*Set problem*: Copy the records below word for word, from the line containing "If you could point out the dark car" through the last line of the records, and leave out everything before that line.

*Given records*:
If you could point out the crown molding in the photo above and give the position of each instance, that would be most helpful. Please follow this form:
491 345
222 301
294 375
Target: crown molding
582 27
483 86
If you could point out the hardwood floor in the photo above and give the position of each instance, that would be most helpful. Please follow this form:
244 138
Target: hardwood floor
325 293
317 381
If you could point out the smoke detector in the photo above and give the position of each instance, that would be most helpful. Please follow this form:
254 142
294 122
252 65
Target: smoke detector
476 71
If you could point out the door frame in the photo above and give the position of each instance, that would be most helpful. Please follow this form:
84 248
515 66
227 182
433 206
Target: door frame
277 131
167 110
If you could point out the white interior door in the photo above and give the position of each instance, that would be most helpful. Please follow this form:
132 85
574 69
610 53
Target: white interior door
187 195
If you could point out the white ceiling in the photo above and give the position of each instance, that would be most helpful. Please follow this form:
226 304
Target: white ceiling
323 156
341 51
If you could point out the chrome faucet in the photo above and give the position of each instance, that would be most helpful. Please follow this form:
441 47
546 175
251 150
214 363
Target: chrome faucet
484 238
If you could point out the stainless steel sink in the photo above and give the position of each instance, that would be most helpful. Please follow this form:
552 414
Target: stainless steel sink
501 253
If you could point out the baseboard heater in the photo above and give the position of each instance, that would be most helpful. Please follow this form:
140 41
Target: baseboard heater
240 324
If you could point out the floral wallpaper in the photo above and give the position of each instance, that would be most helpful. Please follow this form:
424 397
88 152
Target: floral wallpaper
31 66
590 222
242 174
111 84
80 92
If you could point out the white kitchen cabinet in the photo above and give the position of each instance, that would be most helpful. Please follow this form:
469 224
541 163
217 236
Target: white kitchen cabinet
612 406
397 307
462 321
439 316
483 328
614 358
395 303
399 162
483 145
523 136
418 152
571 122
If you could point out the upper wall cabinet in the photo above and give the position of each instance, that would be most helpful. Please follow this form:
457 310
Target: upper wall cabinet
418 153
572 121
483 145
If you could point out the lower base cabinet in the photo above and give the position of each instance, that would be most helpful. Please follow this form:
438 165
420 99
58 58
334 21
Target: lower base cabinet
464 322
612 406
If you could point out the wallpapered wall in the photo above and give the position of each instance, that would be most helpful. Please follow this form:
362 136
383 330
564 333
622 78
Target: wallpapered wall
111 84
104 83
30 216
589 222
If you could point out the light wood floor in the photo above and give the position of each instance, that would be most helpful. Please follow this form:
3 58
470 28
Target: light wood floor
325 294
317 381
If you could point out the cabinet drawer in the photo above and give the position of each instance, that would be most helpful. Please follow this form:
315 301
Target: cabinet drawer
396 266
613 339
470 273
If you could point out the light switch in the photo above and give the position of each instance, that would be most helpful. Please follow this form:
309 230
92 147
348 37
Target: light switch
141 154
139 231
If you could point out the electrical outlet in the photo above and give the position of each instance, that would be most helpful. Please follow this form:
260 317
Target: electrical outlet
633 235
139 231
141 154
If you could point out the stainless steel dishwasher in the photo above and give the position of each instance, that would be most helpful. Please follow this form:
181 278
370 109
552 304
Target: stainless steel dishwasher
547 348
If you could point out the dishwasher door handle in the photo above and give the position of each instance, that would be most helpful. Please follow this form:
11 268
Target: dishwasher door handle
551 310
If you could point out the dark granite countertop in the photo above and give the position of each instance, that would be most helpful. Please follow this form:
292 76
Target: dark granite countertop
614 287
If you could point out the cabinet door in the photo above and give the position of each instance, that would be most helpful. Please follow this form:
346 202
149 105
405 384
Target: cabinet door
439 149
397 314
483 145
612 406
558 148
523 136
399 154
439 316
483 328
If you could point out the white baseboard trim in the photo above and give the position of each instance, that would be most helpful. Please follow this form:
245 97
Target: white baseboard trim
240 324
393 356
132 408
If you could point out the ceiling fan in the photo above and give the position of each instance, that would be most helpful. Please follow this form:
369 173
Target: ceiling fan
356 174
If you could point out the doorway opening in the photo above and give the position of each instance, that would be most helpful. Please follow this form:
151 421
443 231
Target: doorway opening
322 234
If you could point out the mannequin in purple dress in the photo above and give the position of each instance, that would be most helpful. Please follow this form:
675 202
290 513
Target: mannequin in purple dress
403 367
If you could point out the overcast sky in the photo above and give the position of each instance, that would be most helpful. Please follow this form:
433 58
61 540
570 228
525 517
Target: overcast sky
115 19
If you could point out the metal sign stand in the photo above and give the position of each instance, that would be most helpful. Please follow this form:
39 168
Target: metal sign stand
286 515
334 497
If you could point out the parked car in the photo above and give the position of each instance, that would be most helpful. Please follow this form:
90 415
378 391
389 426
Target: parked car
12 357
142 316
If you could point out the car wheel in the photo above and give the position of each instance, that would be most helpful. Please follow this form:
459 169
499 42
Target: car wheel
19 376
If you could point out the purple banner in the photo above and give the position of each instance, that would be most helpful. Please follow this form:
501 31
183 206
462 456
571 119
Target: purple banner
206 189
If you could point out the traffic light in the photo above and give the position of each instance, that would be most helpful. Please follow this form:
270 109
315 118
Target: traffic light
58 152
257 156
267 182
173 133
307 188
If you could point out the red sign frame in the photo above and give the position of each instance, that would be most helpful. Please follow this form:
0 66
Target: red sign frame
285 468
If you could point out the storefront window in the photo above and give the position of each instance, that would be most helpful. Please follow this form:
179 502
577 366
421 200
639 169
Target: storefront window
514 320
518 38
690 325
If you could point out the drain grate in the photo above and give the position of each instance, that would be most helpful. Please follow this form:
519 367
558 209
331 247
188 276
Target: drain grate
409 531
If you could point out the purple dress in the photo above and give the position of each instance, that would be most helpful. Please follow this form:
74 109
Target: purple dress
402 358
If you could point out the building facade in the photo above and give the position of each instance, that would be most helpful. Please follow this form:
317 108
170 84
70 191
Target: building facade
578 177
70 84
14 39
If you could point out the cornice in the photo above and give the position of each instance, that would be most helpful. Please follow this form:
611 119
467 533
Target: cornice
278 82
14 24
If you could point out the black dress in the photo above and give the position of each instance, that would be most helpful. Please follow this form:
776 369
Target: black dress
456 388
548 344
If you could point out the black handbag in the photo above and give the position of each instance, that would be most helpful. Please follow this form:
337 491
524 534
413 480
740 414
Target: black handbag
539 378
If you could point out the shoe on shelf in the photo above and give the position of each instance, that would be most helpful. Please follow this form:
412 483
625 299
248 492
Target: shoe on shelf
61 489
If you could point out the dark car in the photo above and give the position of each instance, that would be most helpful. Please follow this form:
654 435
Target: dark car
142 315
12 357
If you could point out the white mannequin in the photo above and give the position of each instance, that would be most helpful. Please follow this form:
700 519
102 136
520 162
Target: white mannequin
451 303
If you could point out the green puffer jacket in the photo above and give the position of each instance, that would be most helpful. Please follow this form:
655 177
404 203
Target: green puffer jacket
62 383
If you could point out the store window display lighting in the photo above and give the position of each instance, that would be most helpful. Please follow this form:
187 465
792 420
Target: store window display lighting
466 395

*The solution*:
If you could point out the dark car in the photo above and give the position of each instance, that would be most helpful. Please follow this form:
654 435
Target: dark car
142 315
12 357
If you could point out the white mannequin in the photo above and give the position of each instance, that would be most helpful. Please follow this form:
700 519
102 136
520 162
Target: white mannequin
451 303
If you could point out the green puffer jacket in the photo above and give the position of each instance, that would be most helpful. Please follow this form:
655 177
404 203
Target: green puffer jacket
62 383
If you could point out the store window display lighting in the photo above and give the position of each instance, that would be most helpful. Please follow this form:
187 465
792 420
Target: store window display lighting
466 395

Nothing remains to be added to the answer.